__Prompt__:
Every entry needs to be reproduced exactly.

__Records for this task__:
▬▬▬▬▬▬▬▬▬▬

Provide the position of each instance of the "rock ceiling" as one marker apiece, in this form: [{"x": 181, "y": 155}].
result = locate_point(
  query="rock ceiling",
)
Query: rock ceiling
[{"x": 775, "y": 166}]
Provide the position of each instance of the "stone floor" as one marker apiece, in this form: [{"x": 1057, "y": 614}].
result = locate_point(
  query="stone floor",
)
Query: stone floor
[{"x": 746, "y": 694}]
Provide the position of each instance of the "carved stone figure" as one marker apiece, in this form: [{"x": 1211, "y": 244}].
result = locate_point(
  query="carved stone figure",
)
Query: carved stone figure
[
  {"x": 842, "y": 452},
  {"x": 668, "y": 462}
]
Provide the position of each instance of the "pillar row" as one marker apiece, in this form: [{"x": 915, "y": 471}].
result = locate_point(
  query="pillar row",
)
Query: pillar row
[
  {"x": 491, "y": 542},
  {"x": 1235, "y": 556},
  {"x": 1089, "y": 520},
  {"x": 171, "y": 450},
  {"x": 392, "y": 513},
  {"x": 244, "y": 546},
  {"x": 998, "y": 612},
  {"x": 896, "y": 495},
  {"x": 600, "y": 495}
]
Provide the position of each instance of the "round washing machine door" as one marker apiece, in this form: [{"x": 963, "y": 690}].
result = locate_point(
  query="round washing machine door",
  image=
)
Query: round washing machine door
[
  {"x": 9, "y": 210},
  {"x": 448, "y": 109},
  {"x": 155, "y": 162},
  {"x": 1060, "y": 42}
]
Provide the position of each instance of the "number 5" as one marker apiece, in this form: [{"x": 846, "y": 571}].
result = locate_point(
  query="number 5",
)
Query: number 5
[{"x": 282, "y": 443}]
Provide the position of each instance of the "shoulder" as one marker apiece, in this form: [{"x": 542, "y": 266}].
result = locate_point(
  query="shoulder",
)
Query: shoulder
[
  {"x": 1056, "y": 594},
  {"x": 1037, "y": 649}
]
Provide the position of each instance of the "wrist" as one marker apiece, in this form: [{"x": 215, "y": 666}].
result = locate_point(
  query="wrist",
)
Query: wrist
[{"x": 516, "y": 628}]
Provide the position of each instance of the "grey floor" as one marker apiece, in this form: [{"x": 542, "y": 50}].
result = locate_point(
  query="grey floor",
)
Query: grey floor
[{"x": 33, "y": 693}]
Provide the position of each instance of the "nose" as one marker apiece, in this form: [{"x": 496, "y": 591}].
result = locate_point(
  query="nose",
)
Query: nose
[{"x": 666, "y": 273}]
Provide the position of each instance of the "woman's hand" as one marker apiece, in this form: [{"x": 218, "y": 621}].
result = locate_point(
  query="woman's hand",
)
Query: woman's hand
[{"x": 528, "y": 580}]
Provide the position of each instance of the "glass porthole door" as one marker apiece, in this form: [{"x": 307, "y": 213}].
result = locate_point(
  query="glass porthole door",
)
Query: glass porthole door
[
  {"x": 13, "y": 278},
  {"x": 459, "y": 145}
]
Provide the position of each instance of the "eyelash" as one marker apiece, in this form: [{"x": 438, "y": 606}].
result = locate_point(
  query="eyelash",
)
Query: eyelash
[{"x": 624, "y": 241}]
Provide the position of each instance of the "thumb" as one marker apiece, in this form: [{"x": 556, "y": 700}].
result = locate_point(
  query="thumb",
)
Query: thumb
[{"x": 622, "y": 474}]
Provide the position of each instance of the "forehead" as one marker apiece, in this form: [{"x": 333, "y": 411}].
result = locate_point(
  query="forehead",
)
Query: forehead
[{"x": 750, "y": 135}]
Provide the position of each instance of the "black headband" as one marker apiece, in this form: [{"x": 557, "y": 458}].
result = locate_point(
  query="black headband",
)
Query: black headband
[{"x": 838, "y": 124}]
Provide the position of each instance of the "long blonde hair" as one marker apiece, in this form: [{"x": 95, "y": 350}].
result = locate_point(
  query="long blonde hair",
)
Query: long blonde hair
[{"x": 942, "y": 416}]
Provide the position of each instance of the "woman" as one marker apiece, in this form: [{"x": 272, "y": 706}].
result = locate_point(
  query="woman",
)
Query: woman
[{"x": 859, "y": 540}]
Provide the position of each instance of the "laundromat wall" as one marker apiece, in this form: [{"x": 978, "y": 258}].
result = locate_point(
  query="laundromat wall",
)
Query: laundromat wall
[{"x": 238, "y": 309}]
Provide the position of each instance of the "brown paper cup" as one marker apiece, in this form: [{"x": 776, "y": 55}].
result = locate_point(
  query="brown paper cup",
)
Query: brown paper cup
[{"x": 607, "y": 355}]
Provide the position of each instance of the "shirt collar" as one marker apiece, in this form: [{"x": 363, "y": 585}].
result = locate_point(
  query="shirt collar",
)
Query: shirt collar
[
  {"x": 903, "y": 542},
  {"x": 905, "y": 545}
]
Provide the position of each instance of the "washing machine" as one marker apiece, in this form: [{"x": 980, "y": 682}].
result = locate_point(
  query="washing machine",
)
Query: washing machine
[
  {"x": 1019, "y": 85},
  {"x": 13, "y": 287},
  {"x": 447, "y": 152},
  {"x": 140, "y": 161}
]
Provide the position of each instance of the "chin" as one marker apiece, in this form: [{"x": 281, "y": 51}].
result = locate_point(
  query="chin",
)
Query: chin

▬▬▬▬▬▬▬▬▬▬

__Answer to this exercise__:
Provide the position of each instance of the "rock ceiling" as one marker apiece, in this form: [{"x": 181, "y": 155}].
result = locate_point(
  query="rock ceiling",
)
Query: rock ceiling
[{"x": 775, "y": 166}]
Provide the position of each instance of the "stone floor" as one marker apiece, in this form: [{"x": 1057, "y": 614}].
result = locate_point(
  query="stone floor",
)
Query: stone floor
[{"x": 746, "y": 694}]
Provide the position of each instance of the "carved stone figure" as one marker apiece, in this form: [{"x": 1211, "y": 244}].
result = locate_point(
  query="carved stone figure",
)
Query: carved stone figure
[
  {"x": 842, "y": 452},
  {"x": 668, "y": 462}
]
Provide the position of each instance of the "pillar row" as one marker apiece, in this form: [{"x": 915, "y": 471}].
result = locate_point(
  query="pillar row",
)
Query: pillar row
[
  {"x": 491, "y": 542},
  {"x": 1235, "y": 556},
  {"x": 1089, "y": 520},
  {"x": 171, "y": 450},
  {"x": 392, "y": 513},
  {"x": 244, "y": 546},
  {"x": 998, "y": 612},
  {"x": 896, "y": 495},
  {"x": 600, "y": 495}
]
Provide the position of each instance of the "round washing machine door" as one marker apiece, in this form: [{"x": 963, "y": 690}].
result = locate_point(
  query="round washing machine door",
  image=
)
Query: round washing machine door
[
  {"x": 9, "y": 210},
  {"x": 448, "y": 109},
  {"x": 155, "y": 162},
  {"x": 1060, "y": 42}
]
Provide the position of each instance of the "number 5" as one marker apiece, in this form: [{"x": 846, "y": 571}].
result = locate_point(
  query="number 5",
)
Query: number 5
[{"x": 282, "y": 443}]
Provide the position of each instance of the "shoulder" as one marker apiece, in this form: [{"x": 542, "y": 266}].
result = locate_point(
  query="shoulder",
)
Query: shoulder
[
  {"x": 1056, "y": 594},
  {"x": 1037, "y": 649}
]
Provide the position of each instance of the "wrist" as one marker apiece, in this form: [{"x": 215, "y": 666}].
result = locate_point(
  query="wrist",
)
Query: wrist
[{"x": 516, "y": 628}]
Provide the position of each instance of the "grey floor" as one marker apiece, in this form: [{"x": 542, "y": 50}].
result = locate_point(
  query="grey floor",
)
Query: grey floor
[{"x": 33, "y": 693}]
Provide the position of each instance of the "nose" as one marker apiece, in this form: [{"x": 496, "y": 591}].
result = locate_point(
  query="nose",
)
Query: nose
[{"x": 666, "y": 273}]
Provide the position of each instance of the "woman's hand" as one marker apiece, in this form: [{"x": 218, "y": 621}].
result = locate_point(
  query="woman's hand",
)
Query: woman's hand
[{"x": 528, "y": 580}]
Provide the position of each instance of the "glass porthole door" as one marker apiece, in this form: [{"x": 307, "y": 213}].
result = locate_point(
  query="glass porthole door",
)
Query: glass porthole door
[
  {"x": 13, "y": 278},
  {"x": 459, "y": 145}
]
Provide the position of each instance of the "eyelash" as one marker apiece, in this form: [{"x": 438, "y": 606}].
result = locate_point(
  query="eyelash",
)
Query: eyelash
[{"x": 624, "y": 241}]
Provide the position of each instance of the "thumb" as one marker apiece, in this form: [{"x": 556, "y": 700}].
result = locate_point(
  query="thumb",
)
Query: thumb
[{"x": 622, "y": 474}]
Provide the position of each instance of the "forehead" as one marker apiece, in this form: [{"x": 333, "y": 411}].
result = locate_point(
  query="forehead",
)
Query: forehead
[{"x": 750, "y": 135}]
Provide the position of each instance of the "black headband" as one marker apiece, in this form: [{"x": 557, "y": 458}].
result = locate_point(
  query="black headband",
)
Query: black headband
[{"x": 838, "y": 124}]
Provide the position of each instance of the "long blonde hair" as one marker apiece, in this form: [{"x": 95, "y": 350}].
result = locate_point(
  query="long blonde hair",
)
Query: long blonde hair
[{"x": 942, "y": 416}]
Provide the position of each instance of the "woman" as one marker apiece, in this form: [{"x": 272, "y": 706}].
result = locate_point(
  query="woman",
)
Query: woman
[{"x": 859, "y": 540}]
Provide the position of each instance of the "laundromat wall" as one marker apiece, in this form: [{"x": 978, "y": 258}].
result = locate_point(
  query="laundromat wall",
)
Query: laundromat wall
[{"x": 238, "y": 309}]
Provide the position of each instance of the "brown paper cup" as one marker apiece, in this form: [{"x": 776, "y": 55}].
result = locate_point(
  query="brown paper cup",
)
Query: brown paper cup
[{"x": 607, "y": 355}]
Provide the position of each instance of the "shirt collar" as one marker apiece, in this form: [{"x": 363, "y": 585}].
result = locate_point(
  query="shirt collar",
)
Query: shirt collar
[
  {"x": 903, "y": 542},
  {"x": 905, "y": 545}
]
Provide the position of each instance of the "washing machine" as one marker apiece, in this form: [{"x": 980, "y": 682}].
result = locate_point(
  query="washing machine",
)
Query: washing machine
[
  {"x": 1019, "y": 85},
  {"x": 13, "y": 287},
  {"x": 447, "y": 152},
  {"x": 140, "y": 161}
]
Provide the position of each instance of the "chin" as one marker apiece, in this form: [{"x": 281, "y": 51}].
result = locate_point(
  query="chin",
)
Query: chin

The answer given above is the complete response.